[[ Records for the exercise open ]]
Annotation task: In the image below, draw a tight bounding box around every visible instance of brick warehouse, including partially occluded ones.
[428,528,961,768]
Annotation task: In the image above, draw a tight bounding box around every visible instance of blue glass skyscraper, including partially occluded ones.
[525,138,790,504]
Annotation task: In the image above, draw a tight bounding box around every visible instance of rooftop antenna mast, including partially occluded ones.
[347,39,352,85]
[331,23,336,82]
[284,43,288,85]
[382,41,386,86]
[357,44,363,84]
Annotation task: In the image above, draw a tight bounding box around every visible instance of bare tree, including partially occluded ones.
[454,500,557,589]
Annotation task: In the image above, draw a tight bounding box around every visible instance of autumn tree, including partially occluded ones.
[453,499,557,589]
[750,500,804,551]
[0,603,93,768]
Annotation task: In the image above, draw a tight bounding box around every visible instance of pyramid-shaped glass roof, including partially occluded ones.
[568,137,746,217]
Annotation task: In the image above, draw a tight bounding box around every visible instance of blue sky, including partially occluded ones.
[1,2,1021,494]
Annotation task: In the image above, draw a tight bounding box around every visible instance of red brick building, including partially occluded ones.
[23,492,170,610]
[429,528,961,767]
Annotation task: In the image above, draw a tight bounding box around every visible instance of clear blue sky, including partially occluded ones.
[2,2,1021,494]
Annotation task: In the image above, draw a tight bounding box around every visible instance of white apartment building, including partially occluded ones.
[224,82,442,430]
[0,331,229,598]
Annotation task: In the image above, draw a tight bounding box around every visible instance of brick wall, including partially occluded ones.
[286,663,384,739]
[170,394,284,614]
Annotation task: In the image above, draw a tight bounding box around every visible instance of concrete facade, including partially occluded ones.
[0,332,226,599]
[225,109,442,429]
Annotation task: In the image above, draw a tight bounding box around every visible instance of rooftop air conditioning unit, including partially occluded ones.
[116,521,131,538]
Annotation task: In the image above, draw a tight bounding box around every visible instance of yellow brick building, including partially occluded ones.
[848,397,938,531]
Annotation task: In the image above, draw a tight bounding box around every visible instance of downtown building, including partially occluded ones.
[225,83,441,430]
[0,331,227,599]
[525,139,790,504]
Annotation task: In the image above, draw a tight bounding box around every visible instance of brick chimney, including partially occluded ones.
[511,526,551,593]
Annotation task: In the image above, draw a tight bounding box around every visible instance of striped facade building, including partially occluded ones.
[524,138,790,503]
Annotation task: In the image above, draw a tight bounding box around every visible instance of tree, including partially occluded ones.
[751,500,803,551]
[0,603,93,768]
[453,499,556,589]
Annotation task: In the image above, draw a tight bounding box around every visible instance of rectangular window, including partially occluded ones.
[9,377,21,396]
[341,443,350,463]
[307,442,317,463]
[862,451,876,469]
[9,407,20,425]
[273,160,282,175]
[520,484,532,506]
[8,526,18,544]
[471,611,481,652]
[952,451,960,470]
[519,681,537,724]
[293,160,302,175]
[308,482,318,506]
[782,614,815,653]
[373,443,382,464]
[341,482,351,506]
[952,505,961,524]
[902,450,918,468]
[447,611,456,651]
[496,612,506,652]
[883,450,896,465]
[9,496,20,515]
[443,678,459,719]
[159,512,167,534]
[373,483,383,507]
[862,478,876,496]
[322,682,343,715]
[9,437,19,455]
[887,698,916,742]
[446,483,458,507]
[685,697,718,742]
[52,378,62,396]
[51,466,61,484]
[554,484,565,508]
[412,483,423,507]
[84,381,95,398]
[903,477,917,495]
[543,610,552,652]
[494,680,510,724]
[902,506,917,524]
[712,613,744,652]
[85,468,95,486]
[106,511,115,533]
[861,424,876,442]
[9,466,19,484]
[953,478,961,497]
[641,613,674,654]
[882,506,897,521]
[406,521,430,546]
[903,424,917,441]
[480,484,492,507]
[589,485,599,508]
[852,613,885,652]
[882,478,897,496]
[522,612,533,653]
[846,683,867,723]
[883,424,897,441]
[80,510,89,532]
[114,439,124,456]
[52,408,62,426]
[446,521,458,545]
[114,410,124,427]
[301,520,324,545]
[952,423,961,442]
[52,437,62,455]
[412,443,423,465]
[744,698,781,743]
[[ Records for the exercise closed ]]
**Task statement**.
Would you repeat each of the records above exactly?

**The completed task**.
Annotation task: In the image below, draw a tight bounding box around every visible instance of brick warehouse, including partially occluded ones.
[428,528,961,768]
Annotation task: In the image above, draw a tight bounding box around every visible instance of blue glass skyscraper, including partially occluded ones.
[525,138,790,504]
Annotation task: In the image above, draw a tight bounding box around every visible instance of rooftop antenna mast, including partially occluded ones.
[347,39,352,85]
[331,23,336,82]
[284,43,288,85]
[382,41,386,86]
[357,44,363,84]
Annotation task: In the image above, draw a tight bounding box around every visible instance of bare tree, including partially occluded ones.
[454,500,557,589]
Annotation task: In the image above, draw a tight bounding box around every visible instance of autumn tree, including partially occluded ones.
[453,499,557,589]
[750,500,804,551]
[0,603,93,768]
Annotation task: In the image above, draw a tight bounding box around every visible instance of pyramid-shaped glass roof, including partially occluded ones.
[568,137,746,217]
Annotation task: In the image above, draw a tight bounding box around every visible instance of blue sky, including partially occluded ones.
[1,2,1021,494]
Annotation task: In the image above, draw a tight bounding box around every visible instance of red brick building, including partially occluded ones.
[23,492,170,610]
[429,528,961,767]
Annotation task: In the image above, draw a tight bounding box around every visible instance of clear blue sky, including partially occluded ones.
[2,2,1021,494]
Annotation task: In the image above, draw a tight bounding box around every visible instance of white apartment building, including partially occluded ones.
[224,82,442,430]
[0,331,229,598]
Annotation task: In the image above, draw a tight bounding box around every visible instance of brick wall, including partially occluded ones.
[286,663,384,739]
[170,394,284,614]
Annotation task: In the image above, draw a tight bounding box around every visible instance of concrete facade, including partially occluded ones.
[0,332,226,599]
[225,109,442,429]
Annotation task: In the image above, draw a tight bounding box around every visible instance of rooftop air conditioning unit, including partially occluded ones.
[116,521,131,538]
Annotation task: In the image above, draw a tight bounding box around every visible instance of yellow brick building, including partially occluded ones.
[848,397,938,531]
Annotation task: In the image above, draw a tight bounding box around every visible instance of downtown building, including partially occluded ones.
[225,83,441,430]
[0,331,227,599]
[525,139,790,504]
Annotation task: In the image above, draw a tight bounding box around every visible instance of brick chimney, including partially occluded ones.
[511,526,551,593]
Annotation task: In the image above, draw a tight bounding box around every visible instance of striped facade building, including partially occluded ones.
[524,138,790,503]
Annotation task: In the image above, draw a tight bounding box around every visible instance of tree, including partially occluded ones.
[751,500,803,551]
[0,603,93,768]
[453,499,556,589]
Annotation task: In the image above, draw a tight bounding box around every visible instance of rectangular window, including partially occluded ones.
[9,377,21,396]
[341,443,350,463]
[307,442,317,463]
[862,451,876,469]
[9,407,20,425]
[273,160,282,175]
[520,484,532,506]
[8,526,18,544]
[471,611,481,652]
[952,451,960,470]
[519,681,537,724]
[293,160,302,175]
[308,482,318,506]
[782,614,815,653]
[373,443,382,464]
[341,482,351,506]
[952,505,961,524]
[902,450,918,468]
[447,611,456,651]
[496,612,506,652]
[883,450,896,465]
[9,496,20,515]
[443,678,459,719]
[159,512,167,534]
[373,483,383,507]
[862,478,876,496]
[322,682,343,715]
[9,437,19,455]
[887,698,916,742]
[446,483,458,507]
[685,697,718,742]
[52,378,62,396]
[51,466,61,484]
[554,484,565,508]
[412,483,423,507]
[84,381,95,398]
[903,477,917,495]
[543,610,552,652]
[494,680,510,724]
[902,506,917,524]
[712,613,744,652]
[85,468,95,486]
[106,511,115,533]
[861,424,876,442]
[9,466,19,484]
[953,478,961,497]
[641,613,674,654]
[882,506,897,521]
[406,521,430,546]
[903,424,917,441]
[480,484,492,507]
[589,485,599,508]
[852,613,885,652]
[882,478,897,496]
[522,612,533,653]
[846,683,867,723]
[883,424,897,441]
[80,510,89,532]
[114,439,124,456]
[52,408,62,426]
[446,521,458,545]
[114,410,124,427]
[301,520,324,545]
[952,423,961,442]
[52,437,62,455]
[412,443,423,465]
[744,698,781,743]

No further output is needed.